▶ What you will do
Find every line in the records below that contains the word "house", and copy each of those lines. Treat the match as case-sensitive.

## Begin Data to use

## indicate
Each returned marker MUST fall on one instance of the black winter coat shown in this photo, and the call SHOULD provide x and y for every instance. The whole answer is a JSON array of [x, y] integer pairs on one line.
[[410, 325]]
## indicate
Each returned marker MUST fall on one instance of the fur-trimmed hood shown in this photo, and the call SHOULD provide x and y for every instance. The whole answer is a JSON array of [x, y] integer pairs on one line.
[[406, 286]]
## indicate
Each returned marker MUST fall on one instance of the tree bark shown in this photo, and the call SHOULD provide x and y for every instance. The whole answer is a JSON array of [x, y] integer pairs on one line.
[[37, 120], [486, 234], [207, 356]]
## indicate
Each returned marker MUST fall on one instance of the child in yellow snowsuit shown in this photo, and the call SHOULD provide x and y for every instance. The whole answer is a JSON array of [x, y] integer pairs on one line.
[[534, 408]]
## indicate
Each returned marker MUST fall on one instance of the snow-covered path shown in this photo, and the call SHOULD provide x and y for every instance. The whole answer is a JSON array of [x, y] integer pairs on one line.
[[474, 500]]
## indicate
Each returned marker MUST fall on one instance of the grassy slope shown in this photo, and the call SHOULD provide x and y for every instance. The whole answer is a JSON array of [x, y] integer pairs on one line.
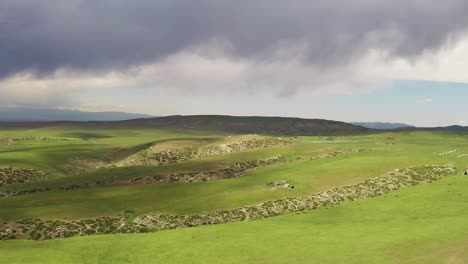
[[423, 224], [308, 177]]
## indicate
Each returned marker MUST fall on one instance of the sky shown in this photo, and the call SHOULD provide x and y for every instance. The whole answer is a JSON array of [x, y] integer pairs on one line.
[[361, 60]]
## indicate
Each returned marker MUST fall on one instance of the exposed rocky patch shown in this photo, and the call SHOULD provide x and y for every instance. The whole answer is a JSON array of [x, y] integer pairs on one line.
[[47, 229], [155, 156], [12, 175], [79, 165], [233, 171]]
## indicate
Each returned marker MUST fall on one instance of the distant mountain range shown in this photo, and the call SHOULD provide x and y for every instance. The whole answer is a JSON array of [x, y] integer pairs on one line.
[[252, 125], [47, 115], [382, 125]]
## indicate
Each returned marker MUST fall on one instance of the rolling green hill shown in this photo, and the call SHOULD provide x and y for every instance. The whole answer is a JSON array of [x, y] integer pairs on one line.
[[357, 198]]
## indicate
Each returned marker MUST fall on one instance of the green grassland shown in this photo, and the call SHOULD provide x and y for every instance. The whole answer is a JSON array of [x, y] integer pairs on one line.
[[421, 224]]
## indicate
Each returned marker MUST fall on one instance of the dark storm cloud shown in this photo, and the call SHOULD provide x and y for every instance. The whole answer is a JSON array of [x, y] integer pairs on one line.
[[46, 35]]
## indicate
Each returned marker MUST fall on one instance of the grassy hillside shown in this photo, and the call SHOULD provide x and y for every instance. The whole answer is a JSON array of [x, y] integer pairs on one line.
[[424, 224], [79, 174]]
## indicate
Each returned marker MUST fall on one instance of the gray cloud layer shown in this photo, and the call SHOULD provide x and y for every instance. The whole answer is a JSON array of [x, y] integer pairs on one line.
[[88, 35]]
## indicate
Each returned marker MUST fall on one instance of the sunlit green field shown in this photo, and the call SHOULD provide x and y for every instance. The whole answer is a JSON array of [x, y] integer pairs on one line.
[[421, 224]]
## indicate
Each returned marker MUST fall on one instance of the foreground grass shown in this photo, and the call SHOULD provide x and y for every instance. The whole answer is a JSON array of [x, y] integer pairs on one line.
[[423, 224], [308, 176]]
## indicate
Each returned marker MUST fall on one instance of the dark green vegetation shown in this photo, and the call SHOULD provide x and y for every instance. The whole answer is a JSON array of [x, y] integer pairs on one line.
[[373, 194]]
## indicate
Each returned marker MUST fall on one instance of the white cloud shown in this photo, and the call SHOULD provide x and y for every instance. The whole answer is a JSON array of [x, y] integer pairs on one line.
[[212, 69]]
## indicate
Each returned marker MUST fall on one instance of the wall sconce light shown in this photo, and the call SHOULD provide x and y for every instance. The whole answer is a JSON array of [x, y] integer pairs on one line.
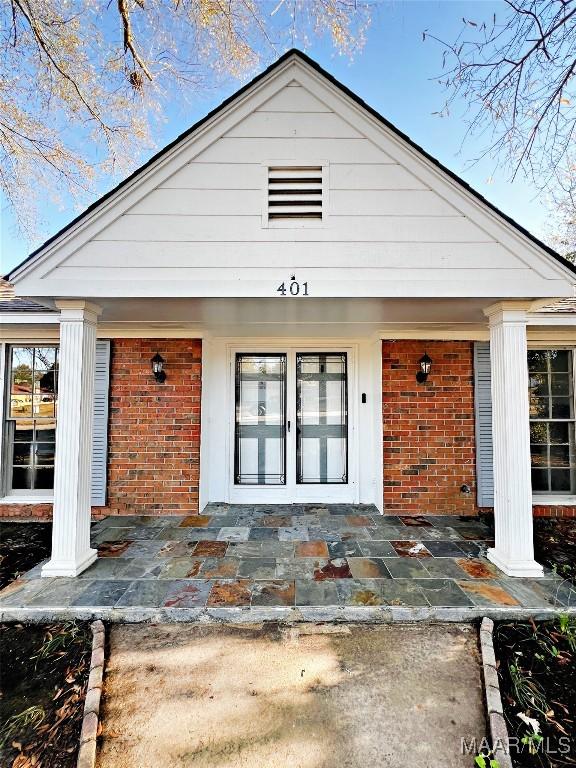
[[158, 368], [425, 365]]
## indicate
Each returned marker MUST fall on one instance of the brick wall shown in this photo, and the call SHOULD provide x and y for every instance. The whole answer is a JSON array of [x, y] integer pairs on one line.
[[154, 429], [429, 436]]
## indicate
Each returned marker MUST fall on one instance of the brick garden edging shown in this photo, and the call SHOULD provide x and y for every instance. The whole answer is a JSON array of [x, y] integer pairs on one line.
[[498, 728], [89, 732]]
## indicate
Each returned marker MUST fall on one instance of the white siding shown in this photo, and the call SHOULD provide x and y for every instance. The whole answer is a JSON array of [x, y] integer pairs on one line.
[[386, 229]]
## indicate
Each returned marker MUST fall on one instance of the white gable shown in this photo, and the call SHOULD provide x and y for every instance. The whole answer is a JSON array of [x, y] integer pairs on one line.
[[195, 224]]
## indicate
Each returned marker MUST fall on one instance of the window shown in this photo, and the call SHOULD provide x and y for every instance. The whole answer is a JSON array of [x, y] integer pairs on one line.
[[295, 193], [551, 395], [30, 420]]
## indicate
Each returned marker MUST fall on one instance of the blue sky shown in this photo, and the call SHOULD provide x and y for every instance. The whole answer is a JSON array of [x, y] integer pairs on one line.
[[395, 73]]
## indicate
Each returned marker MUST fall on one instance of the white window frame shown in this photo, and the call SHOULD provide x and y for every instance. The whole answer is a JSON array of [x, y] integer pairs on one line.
[[19, 495], [556, 498]]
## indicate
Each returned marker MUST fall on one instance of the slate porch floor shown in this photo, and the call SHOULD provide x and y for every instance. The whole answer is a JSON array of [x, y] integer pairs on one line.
[[288, 561]]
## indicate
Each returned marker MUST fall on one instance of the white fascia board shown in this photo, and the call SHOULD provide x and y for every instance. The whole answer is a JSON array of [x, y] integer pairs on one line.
[[29, 318], [552, 318]]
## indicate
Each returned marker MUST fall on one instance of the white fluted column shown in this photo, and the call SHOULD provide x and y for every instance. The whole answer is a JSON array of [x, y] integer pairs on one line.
[[513, 552], [71, 552]]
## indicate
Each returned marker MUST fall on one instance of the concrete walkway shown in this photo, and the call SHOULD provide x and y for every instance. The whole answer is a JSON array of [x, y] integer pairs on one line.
[[310, 696]]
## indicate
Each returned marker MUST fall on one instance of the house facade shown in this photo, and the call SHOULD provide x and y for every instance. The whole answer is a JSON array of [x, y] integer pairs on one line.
[[291, 303]]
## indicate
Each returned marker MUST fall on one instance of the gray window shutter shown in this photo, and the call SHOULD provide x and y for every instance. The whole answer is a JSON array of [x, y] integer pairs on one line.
[[100, 423], [483, 412]]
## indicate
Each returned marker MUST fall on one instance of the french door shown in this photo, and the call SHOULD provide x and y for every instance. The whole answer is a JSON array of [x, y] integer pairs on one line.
[[291, 426]]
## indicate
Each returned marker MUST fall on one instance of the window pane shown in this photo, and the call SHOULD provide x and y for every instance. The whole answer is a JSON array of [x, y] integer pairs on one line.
[[45, 453], [539, 454], [22, 453], [560, 384], [538, 384], [539, 432], [539, 407], [45, 359], [22, 478], [559, 432], [540, 480], [560, 360], [562, 408], [560, 480], [21, 381], [46, 431], [537, 360], [44, 478], [559, 456], [24, 432]]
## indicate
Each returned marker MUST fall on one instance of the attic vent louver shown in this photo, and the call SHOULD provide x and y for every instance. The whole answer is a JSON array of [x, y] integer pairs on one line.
[[295, 192]]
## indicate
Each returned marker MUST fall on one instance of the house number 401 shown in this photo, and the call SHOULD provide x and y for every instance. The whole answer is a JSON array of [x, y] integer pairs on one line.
[[294, 288]]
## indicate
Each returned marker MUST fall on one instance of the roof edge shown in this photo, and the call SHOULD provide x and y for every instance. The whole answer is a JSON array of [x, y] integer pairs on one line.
[[297, 54]]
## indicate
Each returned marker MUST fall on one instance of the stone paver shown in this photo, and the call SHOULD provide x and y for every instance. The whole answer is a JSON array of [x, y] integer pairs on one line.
[[333, 558]]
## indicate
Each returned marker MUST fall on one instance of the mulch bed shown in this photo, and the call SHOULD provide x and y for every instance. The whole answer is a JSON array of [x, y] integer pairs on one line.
[[537, 671], [555, 545], [22, 546], [44, 675]]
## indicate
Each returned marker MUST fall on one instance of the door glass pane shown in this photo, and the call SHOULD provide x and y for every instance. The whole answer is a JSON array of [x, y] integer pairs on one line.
[[321, 418], [260, 434]]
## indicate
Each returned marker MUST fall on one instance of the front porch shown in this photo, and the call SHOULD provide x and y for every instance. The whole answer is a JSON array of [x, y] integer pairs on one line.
[[290, 562]]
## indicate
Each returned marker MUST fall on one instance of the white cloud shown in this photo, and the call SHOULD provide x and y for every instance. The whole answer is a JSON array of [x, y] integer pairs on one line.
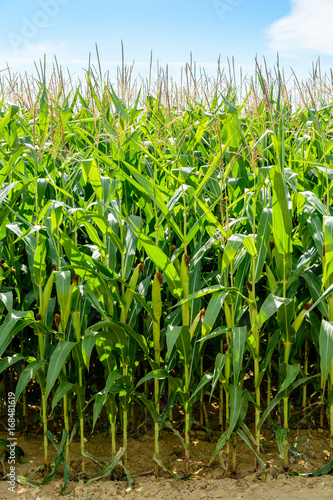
[[307, 29]]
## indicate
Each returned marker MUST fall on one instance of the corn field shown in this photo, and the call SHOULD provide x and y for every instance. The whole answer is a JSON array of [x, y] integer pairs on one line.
[[163, 249]]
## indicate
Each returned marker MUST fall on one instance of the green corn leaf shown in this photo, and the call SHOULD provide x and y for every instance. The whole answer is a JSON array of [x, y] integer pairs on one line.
[[57, 361], [63, 389], [291, 373], [219, 364], [238, 344], [326, 348], [26, 376], [262, 241]]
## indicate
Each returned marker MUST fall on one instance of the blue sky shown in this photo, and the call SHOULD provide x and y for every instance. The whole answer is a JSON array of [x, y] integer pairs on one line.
[[300, 30]]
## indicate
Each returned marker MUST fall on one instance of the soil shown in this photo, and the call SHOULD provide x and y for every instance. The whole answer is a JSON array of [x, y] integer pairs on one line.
[[310, 452]]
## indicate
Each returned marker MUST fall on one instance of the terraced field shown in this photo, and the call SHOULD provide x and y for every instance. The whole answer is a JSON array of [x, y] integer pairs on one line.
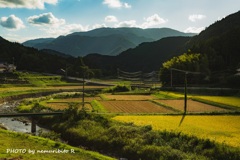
[[134, 107], [129, 97], [192, 106], [64, 105], [222, 129]]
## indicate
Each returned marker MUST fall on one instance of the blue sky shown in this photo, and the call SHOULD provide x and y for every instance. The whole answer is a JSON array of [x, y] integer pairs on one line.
[[21, 20]]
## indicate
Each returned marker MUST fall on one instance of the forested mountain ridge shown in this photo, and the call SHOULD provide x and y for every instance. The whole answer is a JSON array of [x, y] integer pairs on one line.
[[220, 42], [105, 41]]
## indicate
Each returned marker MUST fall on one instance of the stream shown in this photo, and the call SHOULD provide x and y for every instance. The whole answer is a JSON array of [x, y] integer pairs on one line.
[[17, 124]]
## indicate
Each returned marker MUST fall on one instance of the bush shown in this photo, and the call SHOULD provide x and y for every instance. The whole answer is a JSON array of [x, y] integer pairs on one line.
[[118, 88]]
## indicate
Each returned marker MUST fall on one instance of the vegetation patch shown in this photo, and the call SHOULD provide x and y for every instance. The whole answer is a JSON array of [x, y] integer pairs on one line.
[[125, 140], [33, 147], [222, 129], [134, 107]]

## End Data to use

▶ Task result
Each returned marker MUST fall on one instance of the house facade shown in this photo, and the call SHOULD provide x and y for every instance. The whole answer is a JSON array of [x, y] integer pairs on one line.
Each returned marker MUST fall on one instance of the house number 401 shown in this photo, and the call SHOULD provide x and y for every instance. The whole answer is a JSON array of [x, y] integer pairs on one line.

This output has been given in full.